### EXCERPTED TEXT
────────────────

Mansion House Tercentenary Seminar 1715 – 2015

Mansion House Seminar 29.4.15 (4)

The Mansion House was host to last week’s seminar on to mark the buildings tercentenary.

The Mansion House is a building of distinction. It is the oldest free-standing house in Dublin, it is a rare example of Queen Anne style architecture in Dublin, it is the only remaining mayoral residence in Ireland and it is older than any surviving mayoral residence in Britain.

Constructed in 1710 by property developer Joshua Dawson to be his town house, it was obtained by the then Dublin Corporation for use as the official residence of the Lord Mayor. On 18 May 1715, the Corporation purchased the house at a cost of £3,500 sterling and also agreed to pay a yearly rent to Dawson of forty shillings (later waived) and a loaf of double-refined sugar weighing six pounds each Christmas. In return, Joshua Dawson agreed to build on an extra room to the house which could be used for civic receptions – the famous Oak Room. The Oak Room continues to fulfill this function to this day and welcomes thousands of Dubliners, Irish and international visitors yearly.

The Mansion House has been the centre of Dublin¹s civic life for nearly three hundred years. During the 18th century, the annual City Ball was held in the Oak Room and the Lord Mayor dispensed generous hospitality, aided by a yearly grant of twenty thousand oysters from the civic oyster beds. In 1821, the Round Room was built beside the Mansion House for the visit of King George IV to Dublin and it was constructed in just six weeks. It has since seen many historic events, such as the first meeting of the First Dáil, held in the Round Room on 21 January 1919. In 1864, the original Supper Room was built to afford additional space for civic events; the current building, dating from the 1890s, is the third on this site. In recent years, the Round Room and Supper Room have hosted a range of public activities and cultural events. The Round Room and Supper Room today have a new incarnation as a restaurant and banqueting hall but remain when necessary for special events interconnected to the core and principle structure on the site.

────────────────

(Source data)
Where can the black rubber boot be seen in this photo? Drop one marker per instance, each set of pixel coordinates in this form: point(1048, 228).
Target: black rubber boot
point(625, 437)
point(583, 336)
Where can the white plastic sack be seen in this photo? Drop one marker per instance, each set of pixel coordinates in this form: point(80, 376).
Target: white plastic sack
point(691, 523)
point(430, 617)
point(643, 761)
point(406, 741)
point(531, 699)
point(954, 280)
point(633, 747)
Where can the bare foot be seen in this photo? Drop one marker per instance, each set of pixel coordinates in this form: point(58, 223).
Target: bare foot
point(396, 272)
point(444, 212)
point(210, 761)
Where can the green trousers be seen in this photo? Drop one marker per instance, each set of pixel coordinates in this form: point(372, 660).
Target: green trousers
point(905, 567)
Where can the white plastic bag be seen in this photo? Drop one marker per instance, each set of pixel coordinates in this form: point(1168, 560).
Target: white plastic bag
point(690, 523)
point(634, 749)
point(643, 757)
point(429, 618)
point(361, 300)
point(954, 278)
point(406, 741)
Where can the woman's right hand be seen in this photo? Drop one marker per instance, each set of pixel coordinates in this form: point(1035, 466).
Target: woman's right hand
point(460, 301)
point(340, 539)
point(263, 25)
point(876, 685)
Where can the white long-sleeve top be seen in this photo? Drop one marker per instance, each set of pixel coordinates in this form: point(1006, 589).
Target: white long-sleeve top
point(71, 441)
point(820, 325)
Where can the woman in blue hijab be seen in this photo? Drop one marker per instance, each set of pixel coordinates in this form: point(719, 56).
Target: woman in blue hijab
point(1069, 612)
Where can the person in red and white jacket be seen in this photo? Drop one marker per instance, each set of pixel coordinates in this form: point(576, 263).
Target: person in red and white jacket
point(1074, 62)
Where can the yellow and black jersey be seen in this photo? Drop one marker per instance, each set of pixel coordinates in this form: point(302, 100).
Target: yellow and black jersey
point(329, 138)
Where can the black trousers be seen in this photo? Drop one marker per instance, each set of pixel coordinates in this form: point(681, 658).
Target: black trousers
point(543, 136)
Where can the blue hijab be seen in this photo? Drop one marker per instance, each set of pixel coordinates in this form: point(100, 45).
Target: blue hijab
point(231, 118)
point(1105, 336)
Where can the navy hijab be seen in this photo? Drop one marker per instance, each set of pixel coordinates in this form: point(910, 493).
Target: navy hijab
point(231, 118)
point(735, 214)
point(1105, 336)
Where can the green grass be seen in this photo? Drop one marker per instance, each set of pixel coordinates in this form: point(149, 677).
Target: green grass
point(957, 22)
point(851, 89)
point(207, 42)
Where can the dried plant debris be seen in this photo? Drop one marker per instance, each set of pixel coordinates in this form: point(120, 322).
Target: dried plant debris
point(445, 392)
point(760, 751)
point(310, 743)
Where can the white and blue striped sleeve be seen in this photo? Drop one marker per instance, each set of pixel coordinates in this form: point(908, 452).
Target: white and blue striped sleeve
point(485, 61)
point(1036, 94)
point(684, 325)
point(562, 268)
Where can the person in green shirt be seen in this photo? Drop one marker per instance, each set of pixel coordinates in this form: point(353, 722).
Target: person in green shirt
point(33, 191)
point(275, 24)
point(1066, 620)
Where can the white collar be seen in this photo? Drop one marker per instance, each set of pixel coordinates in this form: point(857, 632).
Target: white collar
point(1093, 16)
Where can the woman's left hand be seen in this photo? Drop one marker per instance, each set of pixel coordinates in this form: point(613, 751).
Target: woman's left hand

────────────────

### EXERCISE DETAILS
According to the Mansion House text, how much did the Corporation pay for the house in 1715? The rows have nothing to do with this.

### ANSWER
£3,500 sterling.